Write out every one of the records below, copying each line without any change.
START The input
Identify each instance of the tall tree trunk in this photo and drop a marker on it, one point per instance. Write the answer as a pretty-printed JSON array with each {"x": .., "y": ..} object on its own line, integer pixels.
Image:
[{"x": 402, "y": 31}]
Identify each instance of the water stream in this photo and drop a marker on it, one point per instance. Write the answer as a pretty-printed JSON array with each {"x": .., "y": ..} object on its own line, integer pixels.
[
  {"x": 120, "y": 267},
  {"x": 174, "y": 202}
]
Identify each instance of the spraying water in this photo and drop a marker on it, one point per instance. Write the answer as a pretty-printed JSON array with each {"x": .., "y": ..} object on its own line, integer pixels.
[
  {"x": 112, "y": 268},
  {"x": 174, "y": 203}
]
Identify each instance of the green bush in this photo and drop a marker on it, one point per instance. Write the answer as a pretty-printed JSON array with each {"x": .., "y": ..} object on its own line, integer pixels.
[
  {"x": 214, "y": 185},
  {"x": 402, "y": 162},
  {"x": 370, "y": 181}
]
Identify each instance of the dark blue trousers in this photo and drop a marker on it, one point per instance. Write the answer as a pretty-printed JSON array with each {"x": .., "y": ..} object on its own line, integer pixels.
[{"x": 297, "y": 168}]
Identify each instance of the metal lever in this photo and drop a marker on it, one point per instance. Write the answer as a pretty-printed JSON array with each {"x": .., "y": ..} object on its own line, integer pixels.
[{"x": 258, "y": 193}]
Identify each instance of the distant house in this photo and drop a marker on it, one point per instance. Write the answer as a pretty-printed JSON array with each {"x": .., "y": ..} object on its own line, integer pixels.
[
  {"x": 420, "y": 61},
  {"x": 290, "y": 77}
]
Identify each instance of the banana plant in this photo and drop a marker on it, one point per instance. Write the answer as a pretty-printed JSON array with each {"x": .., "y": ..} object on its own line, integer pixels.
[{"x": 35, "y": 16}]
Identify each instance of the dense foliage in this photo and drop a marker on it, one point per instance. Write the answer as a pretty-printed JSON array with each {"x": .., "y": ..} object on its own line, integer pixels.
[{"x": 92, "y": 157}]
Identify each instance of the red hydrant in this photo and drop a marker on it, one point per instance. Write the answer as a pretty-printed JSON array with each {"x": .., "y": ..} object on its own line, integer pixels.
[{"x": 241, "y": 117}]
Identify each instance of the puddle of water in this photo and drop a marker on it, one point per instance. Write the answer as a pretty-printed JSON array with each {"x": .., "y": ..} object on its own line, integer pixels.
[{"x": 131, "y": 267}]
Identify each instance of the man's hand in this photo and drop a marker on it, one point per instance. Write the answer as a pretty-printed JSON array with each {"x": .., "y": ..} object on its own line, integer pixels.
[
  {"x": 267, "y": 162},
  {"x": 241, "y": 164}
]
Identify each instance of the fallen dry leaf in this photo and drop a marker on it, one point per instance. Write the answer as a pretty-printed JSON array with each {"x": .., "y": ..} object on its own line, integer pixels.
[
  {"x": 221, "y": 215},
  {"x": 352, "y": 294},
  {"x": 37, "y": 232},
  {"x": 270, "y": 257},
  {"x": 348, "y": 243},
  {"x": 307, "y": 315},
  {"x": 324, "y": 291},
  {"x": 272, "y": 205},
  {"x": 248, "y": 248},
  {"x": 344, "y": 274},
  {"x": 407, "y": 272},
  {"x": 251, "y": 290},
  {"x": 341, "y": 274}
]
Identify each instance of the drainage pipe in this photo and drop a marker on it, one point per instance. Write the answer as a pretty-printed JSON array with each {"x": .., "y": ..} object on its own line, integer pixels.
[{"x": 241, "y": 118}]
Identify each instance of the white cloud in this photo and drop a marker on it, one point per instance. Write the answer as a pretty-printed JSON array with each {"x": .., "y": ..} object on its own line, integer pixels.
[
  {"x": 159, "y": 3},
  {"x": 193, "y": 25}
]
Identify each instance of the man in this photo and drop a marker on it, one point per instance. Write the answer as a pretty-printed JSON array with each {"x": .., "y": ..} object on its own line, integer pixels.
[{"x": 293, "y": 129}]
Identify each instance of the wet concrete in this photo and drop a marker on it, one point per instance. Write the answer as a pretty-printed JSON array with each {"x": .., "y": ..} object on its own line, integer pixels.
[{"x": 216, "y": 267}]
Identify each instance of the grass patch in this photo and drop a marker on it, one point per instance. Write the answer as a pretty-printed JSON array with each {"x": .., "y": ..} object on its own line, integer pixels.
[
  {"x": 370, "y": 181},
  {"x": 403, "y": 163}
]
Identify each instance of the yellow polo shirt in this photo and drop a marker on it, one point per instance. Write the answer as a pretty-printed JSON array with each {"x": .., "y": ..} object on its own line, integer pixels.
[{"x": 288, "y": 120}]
END The input
Result below -
Identify each instance of the tall tree trunk in this photo and drop a marker on it, one point per instance. Write the answer as a pretty-printed JSON array with each {"x": .., "y": ..} object on its own line, integer pixels.
Image:
[{"x": 402, "y": 31}]
Identify each instance of the water stream in this photo and drop a marker on it, one point per instance. Write the answer as a pretty-printed JSON array with each {"x": .., "y": ..} object on its own line, integer pixels.
[
  {"x": 120, "y": 267},
  {"x": 174, "y": 202}
]
Identify each instance of the spraying water in this photo and drop a marker on it, one point per instance. Write the answer as a pretty-printed JSON array with each {"x": .., "y": ..} object on its own line, integer pixels.
[
  {"x": 112, "y": 268},
  {"x": 174, "y": 203}
]
Identify each instance of the green bush in this photo and drop a marker on it, one point per instance. Write the answer as a pretty-printed JSON array with each {"x": .., "y": ..} object on its own line, integer pixels.
[
  {"x": 214, "y": 185},
  {"x": 402, "y": 162},
  {"x": 370, "y": 181}
]
Identify each instance of the dark blue trousers in this photo and drop a marker on it, one point per instance. Write the answer as a pretty-printed JSON array with each {"x": .., "y": ..} object on its own line, integer pixels.
[{"x": 297, "y": 168}]
Identify each instance of the metal lever in this photo and drop a marker on it, one point per instance. Write the answer as a pretty-printed JSON array with each {"x": .., "y": ..} object on its own line, integer pixels.
[{"x": 258, "y": 193}]
Identify each instance of the distant house in this photo and drop a marker on it, one point per instance. Write the answer as a pretty-printed JSON array with each {"x": .., "y": ..} object on its own line, integer pixels.
[
  {"x": 420, "y": 61},
  {"x": 290, "y": 77}
]
Identify each instance of the banana plant in this photo and drop a marker on it, one point per instance. Write the answer as a pretty-printed JSON array with each {"x": .., "y": ..} object on its own line, integer pixels.
[{"x": 35, "y": 16}]
Identify each instance of the dense foliage in this photo and drop a marker on it, one point per instance. Write the answer as a pretty-printed JSON array with each {"x": .., "y": ..} object on its own line, integer pixels.
[{"x": 92, "y": 157}]
Identify each instance of the red hydrant in this photo and drop a marker on it, one point per instance. Write the answer as a pretty-printed JSON array with each {"x": .., "y": ..} object on its own line, integer pixels.
[{"x": 241, "y": 117}]
Identify each instance of the puddle of water in this photo and drop a marker on it, one point per instance. Write the answer as a pretty-printed JSON array with each {"x": .., "y": ..} object on its own line, integer pixels.
[{"x": 131, "y": 267}]
Identify each instance of the man's hand in this photo and drop a marker on it, one point per instance. Write the answer as a pretty-printed JSON array with each {"x": .., "y": ..} object on its own line, integer pixels.
[
  {"x": 267, "y": 162},
  {"x": 241, "y": 164}
]
Identify each instance of the fallen dry leaf in this photo and drop a marker on it, one point per instance. Write the answer as a pretty-printed JSON array with each {"x": .., "y": ..} object on its own line, integer pixels.
[
  {"x": 221, "y": 215},
  {"x": 352, "y": 294},
  {"x": 37, "y": 232},
  {"x": 270, "y": 257},
  {"x": 348, "y": 243},
  {"x": 307, "y": 315},
  {"x": 324, "y": 291},
  {"x": 272, "y": 205},
  {"x": 248, "y": 248},
  {"x": 344, "y": 274},
  {"x": 407, "y": 272},
  {"x": 251, "y": 290},
  {"x": 341, "y": 274}
]
Identify each instance of the drainage pipe in this photo and drop a marker on it, one point per instance. Write the answer as a pretty-printed JSON array with each {"x": .., "y": ..} object on its own line, integer pixels.
[{"x": 241, "y": 118}]
Identify each instance of the white cloud in this photo and drop a marker on it, one point per instance. Write the answer as a pretty-printed JSON array with each {"x": .., "y": ..} object on its own line, integer pixels.
[
  {"x": 159, "y": 3},
  {"x": 193, "y": 25}
]
Identify each instance of the man in this photo and drop a marker on it, one point per instance. Write the answer as a pretty-printed JSON array with each {"x": .., "y": ..} object on its own line, integer pixels.
[{"x": 293, "y": 129}]
Identify each instance of the wet concrete in this photo and drop a marker on it, one point per instance. Write the answer as a pretty-printed JSON array with each {"x": .., "y": ..} object on its own line, integer pixels.
[{"x": 216, "y": 267}]
Identify each instance of the grass patch in this photo and drop a marker on it, one point per instance. Write the answer as a pretty-printed JSON array with each {"x": .., "y": ..} object on its own line, integer pixels.
[
  {"x": 370, "y": 181},
  {"x": 403, "y": 163}
]
Identify each instance of the yellow polo shirt in this photo and drop a marker on it, one point per instance. Write the answer as a pretty-printed JSON array with each {"x": .., "y": ..} object on its own line, integer pixels.
[{"x": 288, "y": 120}]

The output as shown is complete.